> _Work task_: A word-for-word copy of the lines from the one holding "In this exercise you will find the elderly" through the final line of the records below is the only output asked for.

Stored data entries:
● ● ● ● ● ● ●
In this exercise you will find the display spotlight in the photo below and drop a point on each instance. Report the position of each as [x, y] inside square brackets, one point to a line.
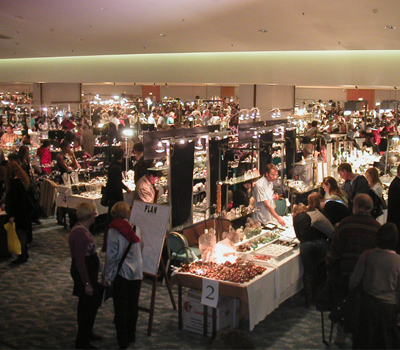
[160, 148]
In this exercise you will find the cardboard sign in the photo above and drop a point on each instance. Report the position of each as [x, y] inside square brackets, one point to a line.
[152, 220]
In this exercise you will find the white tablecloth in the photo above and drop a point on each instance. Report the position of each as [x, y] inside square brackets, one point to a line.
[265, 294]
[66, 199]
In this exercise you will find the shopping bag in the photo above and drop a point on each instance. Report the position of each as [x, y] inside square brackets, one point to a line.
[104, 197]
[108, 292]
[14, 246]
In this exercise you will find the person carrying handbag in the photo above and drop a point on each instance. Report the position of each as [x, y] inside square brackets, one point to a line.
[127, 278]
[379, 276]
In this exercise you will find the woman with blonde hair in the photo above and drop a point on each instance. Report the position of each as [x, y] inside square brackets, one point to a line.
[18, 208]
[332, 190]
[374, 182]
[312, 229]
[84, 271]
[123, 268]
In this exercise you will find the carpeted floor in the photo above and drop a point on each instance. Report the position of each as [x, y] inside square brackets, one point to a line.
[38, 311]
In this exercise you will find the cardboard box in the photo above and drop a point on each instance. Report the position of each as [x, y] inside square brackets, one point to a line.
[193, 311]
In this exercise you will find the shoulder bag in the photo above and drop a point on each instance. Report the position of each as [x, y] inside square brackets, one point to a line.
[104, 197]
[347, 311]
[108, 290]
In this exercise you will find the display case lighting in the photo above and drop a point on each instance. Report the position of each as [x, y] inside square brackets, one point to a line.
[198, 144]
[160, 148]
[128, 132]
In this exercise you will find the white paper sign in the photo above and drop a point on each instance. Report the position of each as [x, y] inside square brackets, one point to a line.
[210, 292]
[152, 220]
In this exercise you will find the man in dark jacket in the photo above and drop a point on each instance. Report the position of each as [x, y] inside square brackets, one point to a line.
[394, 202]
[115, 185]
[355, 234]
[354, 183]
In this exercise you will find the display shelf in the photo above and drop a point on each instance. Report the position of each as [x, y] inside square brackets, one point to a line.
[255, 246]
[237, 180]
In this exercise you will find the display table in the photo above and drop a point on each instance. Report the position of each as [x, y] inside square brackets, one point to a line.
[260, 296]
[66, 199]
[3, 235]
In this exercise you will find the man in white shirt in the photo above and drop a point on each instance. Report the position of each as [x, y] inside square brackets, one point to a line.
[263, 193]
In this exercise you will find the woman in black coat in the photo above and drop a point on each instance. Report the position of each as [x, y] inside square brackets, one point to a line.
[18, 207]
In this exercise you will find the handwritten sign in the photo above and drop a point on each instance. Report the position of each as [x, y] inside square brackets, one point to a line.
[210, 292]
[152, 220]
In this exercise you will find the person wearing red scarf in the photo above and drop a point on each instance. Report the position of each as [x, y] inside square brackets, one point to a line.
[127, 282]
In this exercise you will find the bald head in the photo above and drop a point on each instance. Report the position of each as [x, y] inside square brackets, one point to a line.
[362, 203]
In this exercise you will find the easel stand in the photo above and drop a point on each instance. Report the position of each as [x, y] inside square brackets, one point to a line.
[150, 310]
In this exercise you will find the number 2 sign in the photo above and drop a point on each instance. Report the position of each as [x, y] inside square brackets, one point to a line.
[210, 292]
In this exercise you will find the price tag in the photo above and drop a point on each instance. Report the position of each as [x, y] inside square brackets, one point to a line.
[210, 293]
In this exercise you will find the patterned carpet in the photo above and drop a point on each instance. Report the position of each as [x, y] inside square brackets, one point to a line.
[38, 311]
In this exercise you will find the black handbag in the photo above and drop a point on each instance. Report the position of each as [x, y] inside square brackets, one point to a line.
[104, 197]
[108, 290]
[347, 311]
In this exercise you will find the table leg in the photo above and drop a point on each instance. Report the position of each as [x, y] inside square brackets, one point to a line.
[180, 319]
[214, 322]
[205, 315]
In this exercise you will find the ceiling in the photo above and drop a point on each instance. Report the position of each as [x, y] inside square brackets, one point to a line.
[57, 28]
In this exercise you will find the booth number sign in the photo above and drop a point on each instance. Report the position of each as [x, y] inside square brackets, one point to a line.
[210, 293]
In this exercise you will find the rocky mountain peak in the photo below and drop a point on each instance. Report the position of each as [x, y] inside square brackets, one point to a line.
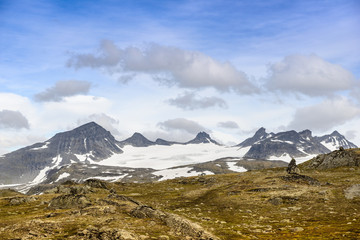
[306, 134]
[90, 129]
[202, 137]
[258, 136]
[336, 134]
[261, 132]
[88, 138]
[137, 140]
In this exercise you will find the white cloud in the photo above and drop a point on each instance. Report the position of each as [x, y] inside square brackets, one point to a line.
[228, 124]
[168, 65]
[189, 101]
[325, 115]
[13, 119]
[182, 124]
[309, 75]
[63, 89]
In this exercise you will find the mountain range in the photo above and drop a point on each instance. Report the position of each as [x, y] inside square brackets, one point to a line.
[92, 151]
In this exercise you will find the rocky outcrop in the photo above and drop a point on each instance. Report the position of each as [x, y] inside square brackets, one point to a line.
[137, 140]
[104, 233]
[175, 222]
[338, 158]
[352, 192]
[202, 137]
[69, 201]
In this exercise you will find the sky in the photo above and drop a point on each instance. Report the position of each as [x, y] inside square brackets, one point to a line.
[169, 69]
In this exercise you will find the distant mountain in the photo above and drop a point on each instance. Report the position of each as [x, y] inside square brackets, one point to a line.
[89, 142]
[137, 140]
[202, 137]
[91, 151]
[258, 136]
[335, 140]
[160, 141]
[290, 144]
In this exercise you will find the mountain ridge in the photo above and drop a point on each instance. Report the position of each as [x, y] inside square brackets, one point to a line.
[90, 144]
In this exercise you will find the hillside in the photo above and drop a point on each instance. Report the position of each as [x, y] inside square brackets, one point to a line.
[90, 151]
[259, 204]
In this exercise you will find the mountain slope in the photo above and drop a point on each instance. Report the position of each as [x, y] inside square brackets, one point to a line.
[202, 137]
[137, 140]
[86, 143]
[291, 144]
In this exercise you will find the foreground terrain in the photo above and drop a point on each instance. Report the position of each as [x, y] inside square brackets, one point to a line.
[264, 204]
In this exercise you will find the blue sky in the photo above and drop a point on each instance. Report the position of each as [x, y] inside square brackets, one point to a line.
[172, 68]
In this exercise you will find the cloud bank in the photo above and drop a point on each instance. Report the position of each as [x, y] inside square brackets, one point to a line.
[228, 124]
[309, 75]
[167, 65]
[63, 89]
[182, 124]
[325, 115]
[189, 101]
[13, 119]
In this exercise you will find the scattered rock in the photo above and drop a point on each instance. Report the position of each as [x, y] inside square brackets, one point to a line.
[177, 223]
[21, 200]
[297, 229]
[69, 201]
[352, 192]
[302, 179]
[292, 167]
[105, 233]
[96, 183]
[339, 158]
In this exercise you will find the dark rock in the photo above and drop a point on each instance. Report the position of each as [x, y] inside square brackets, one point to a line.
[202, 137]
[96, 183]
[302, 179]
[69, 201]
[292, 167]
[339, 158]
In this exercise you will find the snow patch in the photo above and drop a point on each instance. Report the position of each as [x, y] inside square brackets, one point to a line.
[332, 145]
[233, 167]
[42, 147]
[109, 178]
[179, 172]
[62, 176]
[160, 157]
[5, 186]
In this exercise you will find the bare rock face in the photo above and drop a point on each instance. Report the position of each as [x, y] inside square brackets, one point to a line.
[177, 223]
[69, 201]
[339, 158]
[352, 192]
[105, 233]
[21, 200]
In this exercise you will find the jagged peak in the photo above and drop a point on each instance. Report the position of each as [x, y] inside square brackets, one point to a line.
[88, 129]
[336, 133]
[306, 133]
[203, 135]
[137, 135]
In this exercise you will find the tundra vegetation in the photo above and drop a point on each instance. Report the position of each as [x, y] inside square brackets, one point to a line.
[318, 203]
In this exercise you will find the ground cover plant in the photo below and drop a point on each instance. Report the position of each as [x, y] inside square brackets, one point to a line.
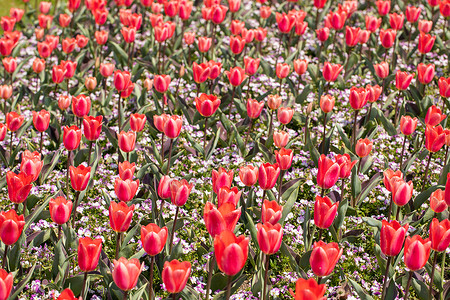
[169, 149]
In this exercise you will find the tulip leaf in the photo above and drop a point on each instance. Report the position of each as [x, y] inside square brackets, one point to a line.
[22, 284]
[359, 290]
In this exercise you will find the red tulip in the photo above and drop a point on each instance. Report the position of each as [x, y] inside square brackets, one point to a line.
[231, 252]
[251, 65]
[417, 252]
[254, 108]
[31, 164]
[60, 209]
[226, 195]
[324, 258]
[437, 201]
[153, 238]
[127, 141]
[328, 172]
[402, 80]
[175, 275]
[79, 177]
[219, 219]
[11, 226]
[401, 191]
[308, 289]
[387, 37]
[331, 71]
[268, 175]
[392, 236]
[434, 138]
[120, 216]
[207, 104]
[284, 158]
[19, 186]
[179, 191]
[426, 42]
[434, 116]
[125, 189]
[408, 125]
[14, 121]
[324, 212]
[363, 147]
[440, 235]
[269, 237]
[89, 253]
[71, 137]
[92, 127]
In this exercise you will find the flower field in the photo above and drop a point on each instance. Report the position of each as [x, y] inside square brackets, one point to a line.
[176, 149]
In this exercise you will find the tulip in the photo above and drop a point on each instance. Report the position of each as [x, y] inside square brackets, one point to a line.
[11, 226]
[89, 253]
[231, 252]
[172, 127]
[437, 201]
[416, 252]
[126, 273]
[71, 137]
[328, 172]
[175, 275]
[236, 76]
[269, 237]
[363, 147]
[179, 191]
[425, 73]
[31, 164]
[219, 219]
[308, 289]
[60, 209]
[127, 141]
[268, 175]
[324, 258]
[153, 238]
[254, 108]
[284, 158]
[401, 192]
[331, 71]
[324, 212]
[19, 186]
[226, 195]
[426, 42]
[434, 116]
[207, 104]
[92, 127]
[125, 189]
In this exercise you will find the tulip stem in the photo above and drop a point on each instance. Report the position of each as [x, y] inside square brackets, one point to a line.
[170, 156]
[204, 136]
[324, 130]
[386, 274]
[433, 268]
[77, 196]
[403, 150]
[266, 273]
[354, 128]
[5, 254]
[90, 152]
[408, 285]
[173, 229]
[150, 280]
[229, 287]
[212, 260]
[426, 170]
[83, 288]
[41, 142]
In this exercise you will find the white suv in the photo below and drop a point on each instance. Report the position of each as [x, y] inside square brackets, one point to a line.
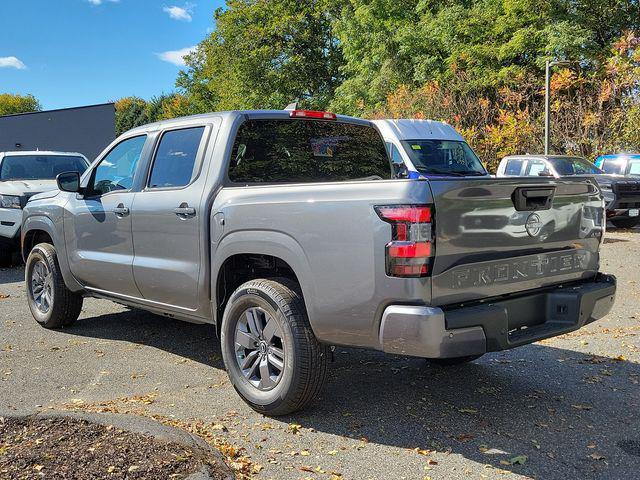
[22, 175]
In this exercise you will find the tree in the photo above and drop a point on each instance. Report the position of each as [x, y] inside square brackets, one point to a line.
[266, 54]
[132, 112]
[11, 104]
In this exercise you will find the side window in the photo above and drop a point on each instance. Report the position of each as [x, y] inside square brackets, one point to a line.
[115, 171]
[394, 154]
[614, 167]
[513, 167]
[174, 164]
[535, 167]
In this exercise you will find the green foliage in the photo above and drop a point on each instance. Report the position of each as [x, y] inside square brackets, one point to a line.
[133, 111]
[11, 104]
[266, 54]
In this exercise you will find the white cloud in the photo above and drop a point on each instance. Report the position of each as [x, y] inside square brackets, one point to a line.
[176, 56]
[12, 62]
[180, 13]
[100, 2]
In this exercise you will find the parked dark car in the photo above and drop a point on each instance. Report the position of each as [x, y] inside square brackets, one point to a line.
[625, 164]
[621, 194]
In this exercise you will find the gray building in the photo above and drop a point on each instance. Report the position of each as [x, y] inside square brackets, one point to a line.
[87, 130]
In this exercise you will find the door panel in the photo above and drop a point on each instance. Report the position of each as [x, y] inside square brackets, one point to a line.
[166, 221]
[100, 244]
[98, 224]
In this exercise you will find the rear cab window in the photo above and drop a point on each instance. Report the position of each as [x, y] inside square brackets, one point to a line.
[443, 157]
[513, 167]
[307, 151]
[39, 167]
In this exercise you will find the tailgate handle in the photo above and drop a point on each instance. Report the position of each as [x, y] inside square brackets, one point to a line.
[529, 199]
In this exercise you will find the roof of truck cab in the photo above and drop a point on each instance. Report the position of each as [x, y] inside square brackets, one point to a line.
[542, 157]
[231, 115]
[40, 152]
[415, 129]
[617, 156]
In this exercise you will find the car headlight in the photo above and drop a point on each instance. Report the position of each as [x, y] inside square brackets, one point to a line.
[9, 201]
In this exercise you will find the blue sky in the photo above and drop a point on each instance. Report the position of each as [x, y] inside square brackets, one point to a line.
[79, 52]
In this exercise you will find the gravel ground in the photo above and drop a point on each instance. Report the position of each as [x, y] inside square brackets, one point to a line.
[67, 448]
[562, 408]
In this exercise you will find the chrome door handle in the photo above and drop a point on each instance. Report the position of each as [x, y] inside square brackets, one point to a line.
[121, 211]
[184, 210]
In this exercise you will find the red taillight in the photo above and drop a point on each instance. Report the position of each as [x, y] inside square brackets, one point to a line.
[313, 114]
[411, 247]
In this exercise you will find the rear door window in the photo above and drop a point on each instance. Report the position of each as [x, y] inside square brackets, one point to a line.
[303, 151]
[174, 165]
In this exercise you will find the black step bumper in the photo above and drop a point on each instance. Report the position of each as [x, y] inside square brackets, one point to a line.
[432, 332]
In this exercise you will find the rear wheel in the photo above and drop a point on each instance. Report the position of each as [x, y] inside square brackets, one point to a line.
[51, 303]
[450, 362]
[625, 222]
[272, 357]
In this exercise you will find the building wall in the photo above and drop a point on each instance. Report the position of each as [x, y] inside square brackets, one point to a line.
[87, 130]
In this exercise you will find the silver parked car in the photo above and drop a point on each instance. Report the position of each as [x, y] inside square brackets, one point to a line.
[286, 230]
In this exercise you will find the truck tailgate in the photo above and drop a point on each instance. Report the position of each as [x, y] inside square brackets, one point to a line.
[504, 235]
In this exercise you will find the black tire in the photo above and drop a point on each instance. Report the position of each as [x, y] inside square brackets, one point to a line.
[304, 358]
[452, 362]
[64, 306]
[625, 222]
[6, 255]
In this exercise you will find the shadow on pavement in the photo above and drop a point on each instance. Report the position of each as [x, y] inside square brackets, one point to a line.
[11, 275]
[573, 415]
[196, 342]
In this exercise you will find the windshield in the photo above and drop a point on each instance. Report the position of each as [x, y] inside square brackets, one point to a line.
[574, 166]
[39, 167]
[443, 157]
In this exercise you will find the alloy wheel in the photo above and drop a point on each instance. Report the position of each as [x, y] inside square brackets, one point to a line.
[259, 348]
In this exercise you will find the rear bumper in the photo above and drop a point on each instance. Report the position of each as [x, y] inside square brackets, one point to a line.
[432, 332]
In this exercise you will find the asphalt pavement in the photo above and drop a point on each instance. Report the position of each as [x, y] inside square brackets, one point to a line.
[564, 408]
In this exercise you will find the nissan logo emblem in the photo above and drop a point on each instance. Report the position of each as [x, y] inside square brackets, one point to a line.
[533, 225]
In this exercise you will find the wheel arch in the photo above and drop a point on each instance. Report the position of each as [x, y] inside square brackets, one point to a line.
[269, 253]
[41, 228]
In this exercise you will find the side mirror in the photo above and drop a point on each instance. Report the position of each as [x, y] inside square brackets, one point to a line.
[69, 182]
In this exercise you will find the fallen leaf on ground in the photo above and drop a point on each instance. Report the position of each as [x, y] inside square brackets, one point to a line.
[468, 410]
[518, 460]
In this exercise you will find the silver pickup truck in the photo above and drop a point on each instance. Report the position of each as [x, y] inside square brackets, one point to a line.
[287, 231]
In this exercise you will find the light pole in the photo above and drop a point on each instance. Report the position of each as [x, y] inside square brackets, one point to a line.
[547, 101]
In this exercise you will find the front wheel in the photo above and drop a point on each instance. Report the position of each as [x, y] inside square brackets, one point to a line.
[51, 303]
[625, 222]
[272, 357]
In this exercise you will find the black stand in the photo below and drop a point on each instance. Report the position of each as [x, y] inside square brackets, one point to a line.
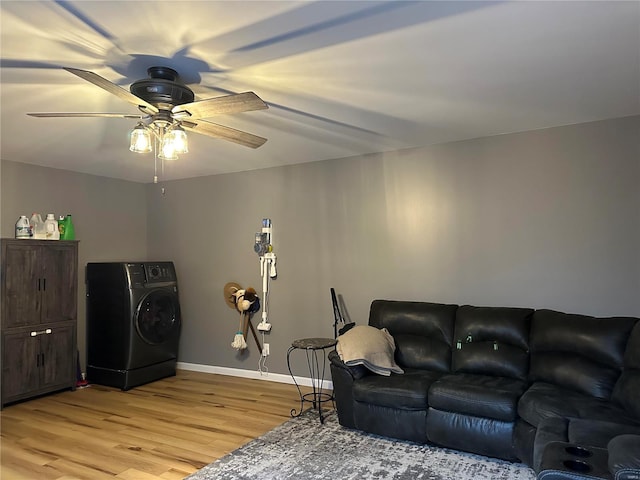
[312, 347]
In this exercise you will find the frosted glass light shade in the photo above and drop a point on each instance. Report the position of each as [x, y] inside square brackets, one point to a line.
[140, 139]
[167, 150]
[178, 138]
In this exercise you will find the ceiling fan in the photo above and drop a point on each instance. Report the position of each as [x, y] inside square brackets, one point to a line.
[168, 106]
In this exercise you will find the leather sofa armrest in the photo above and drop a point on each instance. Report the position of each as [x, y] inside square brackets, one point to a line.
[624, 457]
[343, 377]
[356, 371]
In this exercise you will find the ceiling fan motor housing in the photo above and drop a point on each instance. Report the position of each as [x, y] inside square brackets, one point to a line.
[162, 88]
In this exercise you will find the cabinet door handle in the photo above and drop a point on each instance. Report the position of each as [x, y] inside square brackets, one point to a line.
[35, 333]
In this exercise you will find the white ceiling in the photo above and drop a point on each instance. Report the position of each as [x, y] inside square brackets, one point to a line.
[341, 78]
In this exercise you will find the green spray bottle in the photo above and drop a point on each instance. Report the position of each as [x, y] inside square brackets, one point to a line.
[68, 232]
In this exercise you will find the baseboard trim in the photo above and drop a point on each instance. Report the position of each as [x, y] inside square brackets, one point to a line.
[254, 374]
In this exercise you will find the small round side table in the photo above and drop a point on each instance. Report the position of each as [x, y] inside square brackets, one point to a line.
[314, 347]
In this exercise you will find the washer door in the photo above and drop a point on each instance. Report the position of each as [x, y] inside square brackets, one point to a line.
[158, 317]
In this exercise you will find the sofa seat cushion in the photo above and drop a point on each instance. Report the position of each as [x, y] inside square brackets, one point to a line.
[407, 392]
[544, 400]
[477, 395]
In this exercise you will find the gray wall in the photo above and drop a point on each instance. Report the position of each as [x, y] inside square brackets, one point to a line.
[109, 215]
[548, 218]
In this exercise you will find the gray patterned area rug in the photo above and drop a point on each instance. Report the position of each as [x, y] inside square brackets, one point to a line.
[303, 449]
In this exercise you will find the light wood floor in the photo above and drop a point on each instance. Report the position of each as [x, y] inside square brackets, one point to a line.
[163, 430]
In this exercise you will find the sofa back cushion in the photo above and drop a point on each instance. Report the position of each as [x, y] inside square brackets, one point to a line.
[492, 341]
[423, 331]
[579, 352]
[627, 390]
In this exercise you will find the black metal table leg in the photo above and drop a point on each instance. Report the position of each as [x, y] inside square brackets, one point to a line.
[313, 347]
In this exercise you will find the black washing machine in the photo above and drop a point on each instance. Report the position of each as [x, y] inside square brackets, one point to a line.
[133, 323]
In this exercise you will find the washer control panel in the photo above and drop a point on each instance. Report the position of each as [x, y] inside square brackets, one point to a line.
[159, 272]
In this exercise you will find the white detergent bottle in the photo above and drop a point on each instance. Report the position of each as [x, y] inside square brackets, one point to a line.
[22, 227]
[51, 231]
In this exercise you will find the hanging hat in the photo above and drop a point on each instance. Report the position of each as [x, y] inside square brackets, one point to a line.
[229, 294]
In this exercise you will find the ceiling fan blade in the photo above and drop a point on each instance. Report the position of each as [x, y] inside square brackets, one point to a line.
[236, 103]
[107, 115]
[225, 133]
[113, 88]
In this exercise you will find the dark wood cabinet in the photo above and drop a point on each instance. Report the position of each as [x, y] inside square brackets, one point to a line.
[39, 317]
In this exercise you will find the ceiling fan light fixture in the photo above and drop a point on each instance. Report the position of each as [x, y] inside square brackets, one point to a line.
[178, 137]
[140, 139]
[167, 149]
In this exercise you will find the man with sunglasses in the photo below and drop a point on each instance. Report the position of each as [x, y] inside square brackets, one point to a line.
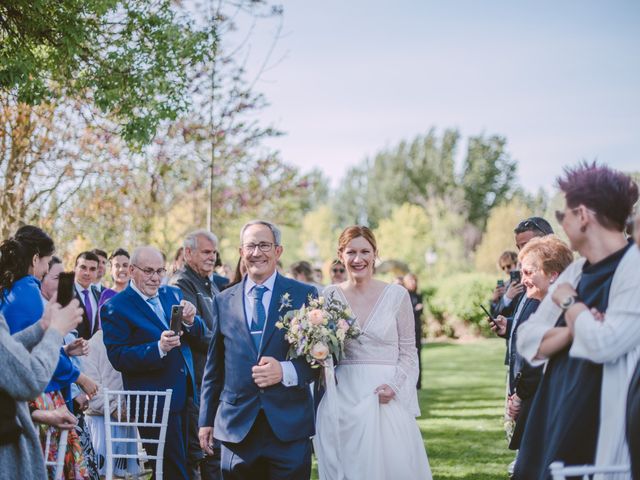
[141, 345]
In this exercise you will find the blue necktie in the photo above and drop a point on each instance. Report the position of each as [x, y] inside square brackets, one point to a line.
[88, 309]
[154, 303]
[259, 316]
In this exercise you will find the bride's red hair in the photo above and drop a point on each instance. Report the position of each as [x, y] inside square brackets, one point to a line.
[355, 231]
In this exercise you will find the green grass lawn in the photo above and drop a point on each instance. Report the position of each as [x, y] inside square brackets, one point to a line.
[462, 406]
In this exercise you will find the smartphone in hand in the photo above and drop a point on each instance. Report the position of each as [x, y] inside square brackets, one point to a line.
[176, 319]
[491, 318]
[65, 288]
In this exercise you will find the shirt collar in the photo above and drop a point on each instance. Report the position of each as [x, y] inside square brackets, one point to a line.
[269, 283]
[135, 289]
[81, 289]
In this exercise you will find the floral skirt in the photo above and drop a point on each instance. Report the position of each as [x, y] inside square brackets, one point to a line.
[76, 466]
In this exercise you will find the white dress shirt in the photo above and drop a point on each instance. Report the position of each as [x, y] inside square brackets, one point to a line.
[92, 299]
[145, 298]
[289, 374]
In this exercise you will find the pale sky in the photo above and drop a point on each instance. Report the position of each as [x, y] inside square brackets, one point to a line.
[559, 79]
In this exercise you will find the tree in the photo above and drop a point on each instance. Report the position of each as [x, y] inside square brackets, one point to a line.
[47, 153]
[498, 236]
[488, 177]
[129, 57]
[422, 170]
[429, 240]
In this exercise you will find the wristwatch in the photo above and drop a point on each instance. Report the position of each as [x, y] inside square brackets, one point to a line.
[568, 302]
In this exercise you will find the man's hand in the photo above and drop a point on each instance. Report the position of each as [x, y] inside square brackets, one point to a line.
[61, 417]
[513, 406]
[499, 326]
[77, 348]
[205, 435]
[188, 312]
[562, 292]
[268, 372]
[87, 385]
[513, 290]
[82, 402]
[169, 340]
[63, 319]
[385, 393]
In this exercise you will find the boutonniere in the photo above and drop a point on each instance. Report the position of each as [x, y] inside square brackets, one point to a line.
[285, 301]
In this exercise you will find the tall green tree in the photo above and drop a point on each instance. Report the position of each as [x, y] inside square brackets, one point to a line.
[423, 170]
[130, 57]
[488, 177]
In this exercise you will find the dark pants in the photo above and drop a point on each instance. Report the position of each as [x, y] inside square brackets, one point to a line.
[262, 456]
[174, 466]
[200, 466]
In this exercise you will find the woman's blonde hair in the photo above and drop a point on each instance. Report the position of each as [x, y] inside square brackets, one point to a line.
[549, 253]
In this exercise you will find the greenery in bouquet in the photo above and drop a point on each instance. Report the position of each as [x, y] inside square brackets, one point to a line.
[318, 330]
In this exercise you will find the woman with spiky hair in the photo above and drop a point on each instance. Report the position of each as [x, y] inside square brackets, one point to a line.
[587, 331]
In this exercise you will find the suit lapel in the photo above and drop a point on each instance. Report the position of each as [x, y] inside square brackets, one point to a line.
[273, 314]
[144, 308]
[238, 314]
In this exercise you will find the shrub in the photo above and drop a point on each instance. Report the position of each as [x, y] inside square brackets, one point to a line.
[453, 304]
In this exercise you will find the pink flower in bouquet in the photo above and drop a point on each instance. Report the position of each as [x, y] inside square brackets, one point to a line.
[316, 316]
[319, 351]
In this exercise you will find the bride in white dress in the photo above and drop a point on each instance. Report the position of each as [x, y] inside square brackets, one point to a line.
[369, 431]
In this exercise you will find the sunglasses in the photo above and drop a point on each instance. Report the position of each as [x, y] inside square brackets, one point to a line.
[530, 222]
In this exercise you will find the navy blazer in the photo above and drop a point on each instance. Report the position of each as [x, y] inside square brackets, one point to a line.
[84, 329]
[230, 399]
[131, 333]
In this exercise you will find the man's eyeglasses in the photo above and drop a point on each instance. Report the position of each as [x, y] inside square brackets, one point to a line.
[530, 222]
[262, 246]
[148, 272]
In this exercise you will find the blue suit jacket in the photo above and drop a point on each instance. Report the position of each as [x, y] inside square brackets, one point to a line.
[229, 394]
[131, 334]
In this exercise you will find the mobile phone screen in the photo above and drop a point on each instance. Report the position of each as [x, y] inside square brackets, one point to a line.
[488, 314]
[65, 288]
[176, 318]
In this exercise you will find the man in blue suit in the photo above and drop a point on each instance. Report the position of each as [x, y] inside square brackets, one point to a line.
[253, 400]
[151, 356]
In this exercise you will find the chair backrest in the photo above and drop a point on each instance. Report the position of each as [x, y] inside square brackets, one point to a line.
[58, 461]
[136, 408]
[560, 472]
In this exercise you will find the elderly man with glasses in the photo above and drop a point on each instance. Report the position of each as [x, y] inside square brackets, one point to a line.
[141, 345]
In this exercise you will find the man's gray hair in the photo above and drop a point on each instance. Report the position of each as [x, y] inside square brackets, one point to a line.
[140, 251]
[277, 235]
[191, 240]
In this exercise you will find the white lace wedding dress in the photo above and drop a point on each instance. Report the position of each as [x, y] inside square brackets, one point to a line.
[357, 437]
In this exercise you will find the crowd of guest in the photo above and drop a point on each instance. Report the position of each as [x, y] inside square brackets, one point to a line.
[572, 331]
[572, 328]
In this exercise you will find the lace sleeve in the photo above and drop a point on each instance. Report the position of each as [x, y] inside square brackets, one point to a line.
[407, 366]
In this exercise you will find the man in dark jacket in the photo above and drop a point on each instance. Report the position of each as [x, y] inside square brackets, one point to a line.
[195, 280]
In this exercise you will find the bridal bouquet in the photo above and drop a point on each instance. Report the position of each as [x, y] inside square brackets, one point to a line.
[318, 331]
● ● ● ● ● ● ●
> _Task output_:
In this exercise you will find the elderly man with glasses in the photo above and drop a point on each instance. Report the position of each as [x, y] inside square brackets, one point to a line.
[141, 345]
In this exercise you will find the man's gray hair in the photo above and drop a point on each instance. Report the position of each as [x, y] inside square brackets, one point to a line.
[140, 251]
[277, 235]
[191, 240]
In this exercise you will find the white lace wedding dress in the photo above and drop a point on each instance. Report the position of each as [x, y] inside square brackets, one point to a line.
[357, 437]
In this exercise you will find the crowd of guest in the photo above and drop a point on each instance. Report the position of each as [x, y] inside square brackets, one point to a line.
[572, 331]
[572, 328]
In this exercise you will find the lace sleeve in the photo above and drop a point on each instance. Report the position of each as [x, y] inside square brackets, one point to a line.
[407, 366]
In this exercise you will find the man in dark jacket in the photo above and drop a point on each instance. Report the position of each as [x, y] inside square brackets, one point to a line.
[195, 280]
In this exercise you will find the bridal bouquet in the photo above and drop a point on each instance. Report the position of each as [x, y] inside square brackets, one point to a line.
[318, 331]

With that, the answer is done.